:: MATERIALS PROVIDED

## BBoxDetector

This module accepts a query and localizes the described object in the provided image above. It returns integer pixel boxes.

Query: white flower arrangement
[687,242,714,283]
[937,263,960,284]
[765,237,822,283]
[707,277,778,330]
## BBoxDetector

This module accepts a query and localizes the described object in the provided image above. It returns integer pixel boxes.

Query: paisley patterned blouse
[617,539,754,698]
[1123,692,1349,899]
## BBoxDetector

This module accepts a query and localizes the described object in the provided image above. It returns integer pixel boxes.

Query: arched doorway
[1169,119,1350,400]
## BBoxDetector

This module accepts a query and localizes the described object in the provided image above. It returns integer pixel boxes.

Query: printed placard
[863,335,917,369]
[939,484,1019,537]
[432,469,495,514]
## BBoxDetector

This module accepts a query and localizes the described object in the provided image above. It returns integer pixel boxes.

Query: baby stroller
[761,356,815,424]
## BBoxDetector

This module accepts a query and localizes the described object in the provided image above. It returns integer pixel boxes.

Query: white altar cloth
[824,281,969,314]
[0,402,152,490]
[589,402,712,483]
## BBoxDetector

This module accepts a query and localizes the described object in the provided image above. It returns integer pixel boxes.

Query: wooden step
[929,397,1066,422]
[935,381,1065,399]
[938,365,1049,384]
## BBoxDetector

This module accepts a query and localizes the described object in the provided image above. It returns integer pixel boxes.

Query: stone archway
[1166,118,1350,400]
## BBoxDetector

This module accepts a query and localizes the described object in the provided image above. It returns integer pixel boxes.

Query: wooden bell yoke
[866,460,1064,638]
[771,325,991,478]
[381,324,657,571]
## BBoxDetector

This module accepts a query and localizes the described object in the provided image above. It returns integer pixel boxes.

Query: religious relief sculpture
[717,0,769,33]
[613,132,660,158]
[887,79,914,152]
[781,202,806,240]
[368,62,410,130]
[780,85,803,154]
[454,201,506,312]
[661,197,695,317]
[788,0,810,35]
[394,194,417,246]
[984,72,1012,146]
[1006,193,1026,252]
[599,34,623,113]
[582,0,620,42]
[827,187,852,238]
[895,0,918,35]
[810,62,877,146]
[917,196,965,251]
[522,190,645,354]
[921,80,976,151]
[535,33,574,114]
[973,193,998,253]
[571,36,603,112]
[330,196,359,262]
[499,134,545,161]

::::

The records above are to be restated word for word, in full.

## BBoxDetector

This module accepts a query and localizes the described object in the provided image above. It returns integer pixel boxes.

Query: white flower arrangement
[687,242,714,283]
[937,263,960,284]
[765,237,822,283]
[707,277,778,330]
## BBoxDetector

This module accepts a query and localizes the described object in the provided image above. It returns integer pixel boxes.

Query: paisley patterned blouse
[617,539,754,698]
[1123,692,1349,899]
## BBoxDetector

This module accepts a query and localizes the described object in the provided image above. It returns integer pixel boxes.

Query: arched doorway
[1169,119,1350,400]
## BBoxDetector

This module accepts a query and localizes the described object in the provided image above. It returns integer pixel boxes.

Query: printed placard
[863,335,917,369]
[939,484,1019,537]
[432,469,495,514]
## BBoxDetector

This module accepts a query and localizes the described object in the provided image above. It returns integer pixel boxes.

Query: baby stroller
[761,356,815,424]
## BBoxDetector

This module accepts a query and localizes the described object in the provided image above. It returns integer pixel boxes.

Query: white altar cloth
[824,281,969,314]
[0,402,152,490]
[589,402,712,483]
## BBoxDetector

This module accepts a query and localizes the described object in the provided image above. It returns integer pixel boxes.

Query: wooden step
[929,397,1066,422]
[935,381,1065,399]
[938,365,1049,384]
## BBoxDetector

This module accepts a query and localizes the described object in the provided image above. It returns integer pixel boxes.

Query: stone archway
[1166,118,1350,400]
## BBoxDetector

This module accepts a query and localizes the described object in the provided image above. It returns integer pixel boxes.

Query: wooden bell yoke
[866,460,1064,638]
[771,325,991,478]
[381,324,657,571]
## BBoxDetector

This module accepts a query and localizes the described object in the provided image above. It returns integer pixel boxes.

Query: religious relief sculpture
[717,0,769,33]
[613,132,660,158]
[887,79,914,152]
[781,202,806,240]
[368,62,410,130]
[780,85,803,154]
[454,201,506,312]
[661,197,695,317]
[788,0,810,35]
[394,194,417,246]
[984,72,1012,146]
[1006,193,1026,252]
[599,34,623,113]
[582,0,620,42]
[827,187,852,238]
[895,0,918,35]
[810,62,877,146]
[917,196,965,251]
[522,190,645,354]
[921,80,976,151]
[535,33,574,114]
[973,193,998,253]
[571,36,603,112]
[330,196,359,262]
[499,134,545,161]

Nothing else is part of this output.